▶ _Problem a_:
According to the article on the District D candidates forum, how many applications did the city receive from residents hoping to replace Martin?

▶ _Reading text_:
- - - - - - -
The top five candidates for District D answered questions about affordable housing, police reform, and the future of the city Sunday during a virtual candidates forum.
Former District D council member Saige Martin abruptly resigned last month after allegations of sexual assault were brought to light by a News & Observer investigation. Martin has mostly denied the allegations. District D spans southwest Raleigh, including North Carolina State University, Glenwood South, and Dix Park.
The city received more than 50 applications from residents hoping to replace Martin, including the district’s previous representative Kay Crowder, who lost her re-election bid to Martin last year.
Five finalists were chosen to participate in Sunday’s virtual forum: Stormie Forte, Jane Harrison, Todd Kennedy, Jenn Truman, and Carmen Cauthen.
The city council has scheduled a special meeting on Tuesday, July 14, where it is anticipated one of the finalists will be appointed to fill out the rest of Martin’s term.
During Sunday’s forum, the candidates fielded questions on an array of topics, including affordable housing and police reform.
- - - - - - -
▶ _Supplied material_:
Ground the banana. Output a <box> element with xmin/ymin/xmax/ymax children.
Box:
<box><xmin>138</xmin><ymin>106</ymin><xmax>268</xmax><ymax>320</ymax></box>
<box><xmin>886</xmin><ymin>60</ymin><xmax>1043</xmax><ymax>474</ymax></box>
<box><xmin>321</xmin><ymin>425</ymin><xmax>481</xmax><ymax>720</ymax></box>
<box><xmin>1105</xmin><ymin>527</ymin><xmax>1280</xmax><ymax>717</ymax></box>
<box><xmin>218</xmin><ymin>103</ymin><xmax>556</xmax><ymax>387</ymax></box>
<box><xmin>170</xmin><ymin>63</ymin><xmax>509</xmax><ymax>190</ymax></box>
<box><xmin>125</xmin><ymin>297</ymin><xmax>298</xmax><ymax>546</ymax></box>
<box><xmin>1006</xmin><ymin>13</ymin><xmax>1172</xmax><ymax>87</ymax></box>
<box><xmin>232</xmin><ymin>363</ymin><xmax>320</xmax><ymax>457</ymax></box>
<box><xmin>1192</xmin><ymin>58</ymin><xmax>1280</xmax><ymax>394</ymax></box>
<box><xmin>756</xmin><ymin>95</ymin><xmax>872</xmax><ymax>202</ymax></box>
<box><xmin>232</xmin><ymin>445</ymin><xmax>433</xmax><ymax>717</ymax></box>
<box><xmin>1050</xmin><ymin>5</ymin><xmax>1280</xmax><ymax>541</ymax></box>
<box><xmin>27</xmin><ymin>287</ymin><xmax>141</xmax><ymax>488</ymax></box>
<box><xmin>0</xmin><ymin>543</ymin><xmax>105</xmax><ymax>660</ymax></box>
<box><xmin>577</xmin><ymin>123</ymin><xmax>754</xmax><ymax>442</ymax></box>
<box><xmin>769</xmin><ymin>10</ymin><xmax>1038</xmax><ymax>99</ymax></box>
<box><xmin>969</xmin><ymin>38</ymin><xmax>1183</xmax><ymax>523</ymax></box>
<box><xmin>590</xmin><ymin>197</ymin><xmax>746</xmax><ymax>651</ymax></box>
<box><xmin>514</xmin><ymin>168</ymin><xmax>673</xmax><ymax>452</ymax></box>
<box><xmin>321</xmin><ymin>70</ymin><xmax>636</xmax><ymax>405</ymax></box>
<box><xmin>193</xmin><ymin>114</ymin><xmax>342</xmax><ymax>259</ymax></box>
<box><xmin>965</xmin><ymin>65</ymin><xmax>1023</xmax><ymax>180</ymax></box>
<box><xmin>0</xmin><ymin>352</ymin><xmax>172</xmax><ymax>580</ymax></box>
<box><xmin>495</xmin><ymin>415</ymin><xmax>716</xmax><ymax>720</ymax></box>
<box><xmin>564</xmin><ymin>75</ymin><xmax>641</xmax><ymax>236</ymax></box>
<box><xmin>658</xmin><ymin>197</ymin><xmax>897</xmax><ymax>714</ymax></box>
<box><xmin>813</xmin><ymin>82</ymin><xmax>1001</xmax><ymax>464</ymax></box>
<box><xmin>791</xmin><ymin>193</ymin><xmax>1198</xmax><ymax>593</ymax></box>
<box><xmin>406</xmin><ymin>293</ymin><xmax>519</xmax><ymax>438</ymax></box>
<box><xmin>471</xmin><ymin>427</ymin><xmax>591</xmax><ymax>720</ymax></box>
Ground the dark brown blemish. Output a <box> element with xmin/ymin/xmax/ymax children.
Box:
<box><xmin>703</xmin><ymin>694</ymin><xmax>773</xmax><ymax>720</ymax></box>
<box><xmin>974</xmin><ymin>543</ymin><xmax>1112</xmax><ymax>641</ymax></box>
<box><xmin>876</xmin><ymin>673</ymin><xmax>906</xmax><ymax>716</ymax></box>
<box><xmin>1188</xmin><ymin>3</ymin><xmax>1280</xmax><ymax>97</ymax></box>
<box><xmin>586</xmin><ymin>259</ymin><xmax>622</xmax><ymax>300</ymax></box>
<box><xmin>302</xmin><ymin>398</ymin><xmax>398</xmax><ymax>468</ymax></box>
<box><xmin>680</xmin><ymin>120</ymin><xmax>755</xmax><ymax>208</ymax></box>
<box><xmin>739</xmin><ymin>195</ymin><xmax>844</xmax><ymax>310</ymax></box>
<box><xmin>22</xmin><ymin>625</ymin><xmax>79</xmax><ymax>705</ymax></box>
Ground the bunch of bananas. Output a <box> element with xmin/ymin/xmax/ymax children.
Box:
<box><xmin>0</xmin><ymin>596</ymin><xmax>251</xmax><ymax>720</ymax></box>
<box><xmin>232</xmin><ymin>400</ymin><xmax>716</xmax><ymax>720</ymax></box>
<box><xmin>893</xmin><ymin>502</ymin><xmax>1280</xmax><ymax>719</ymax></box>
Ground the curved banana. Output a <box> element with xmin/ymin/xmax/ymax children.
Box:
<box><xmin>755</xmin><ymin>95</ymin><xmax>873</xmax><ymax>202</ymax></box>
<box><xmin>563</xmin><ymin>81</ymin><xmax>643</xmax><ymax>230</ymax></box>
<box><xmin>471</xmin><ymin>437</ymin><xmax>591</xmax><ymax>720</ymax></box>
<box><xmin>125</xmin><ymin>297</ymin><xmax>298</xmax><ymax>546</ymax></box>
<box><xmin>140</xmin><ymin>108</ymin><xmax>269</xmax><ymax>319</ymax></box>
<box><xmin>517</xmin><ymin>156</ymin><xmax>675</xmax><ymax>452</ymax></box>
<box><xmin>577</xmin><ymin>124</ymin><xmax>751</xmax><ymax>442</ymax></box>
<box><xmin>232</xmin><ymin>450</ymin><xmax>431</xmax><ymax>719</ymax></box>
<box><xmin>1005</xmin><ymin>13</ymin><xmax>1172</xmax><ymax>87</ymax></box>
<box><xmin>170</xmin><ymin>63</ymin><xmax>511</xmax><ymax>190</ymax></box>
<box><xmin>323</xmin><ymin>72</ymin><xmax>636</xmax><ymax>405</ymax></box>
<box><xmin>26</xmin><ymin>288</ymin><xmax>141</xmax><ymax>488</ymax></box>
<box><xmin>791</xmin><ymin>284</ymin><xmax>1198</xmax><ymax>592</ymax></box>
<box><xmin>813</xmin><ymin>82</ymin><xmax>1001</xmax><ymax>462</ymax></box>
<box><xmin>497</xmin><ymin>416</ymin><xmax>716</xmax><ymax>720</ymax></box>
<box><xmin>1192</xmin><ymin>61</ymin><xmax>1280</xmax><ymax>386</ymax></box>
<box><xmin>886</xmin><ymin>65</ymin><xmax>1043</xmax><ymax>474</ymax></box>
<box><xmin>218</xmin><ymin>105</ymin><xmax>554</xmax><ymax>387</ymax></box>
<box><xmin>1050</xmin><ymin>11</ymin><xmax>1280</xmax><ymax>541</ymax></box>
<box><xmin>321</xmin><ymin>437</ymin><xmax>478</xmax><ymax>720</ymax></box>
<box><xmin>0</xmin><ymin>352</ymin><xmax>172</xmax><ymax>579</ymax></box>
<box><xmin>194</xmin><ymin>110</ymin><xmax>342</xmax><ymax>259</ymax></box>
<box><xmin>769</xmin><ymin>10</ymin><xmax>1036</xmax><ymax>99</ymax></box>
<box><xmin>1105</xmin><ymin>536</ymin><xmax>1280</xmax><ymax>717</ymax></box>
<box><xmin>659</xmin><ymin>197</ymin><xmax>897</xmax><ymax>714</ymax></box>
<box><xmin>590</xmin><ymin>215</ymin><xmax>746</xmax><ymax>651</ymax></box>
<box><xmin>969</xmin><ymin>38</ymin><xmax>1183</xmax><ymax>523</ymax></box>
- - - - - - -
▶ _Problem b_:
How many lines in the records contain the string "with"? Case matters, and the reply should be the number alone.

▶ _Output a_:
More than 50.

▶ _Output b_:
4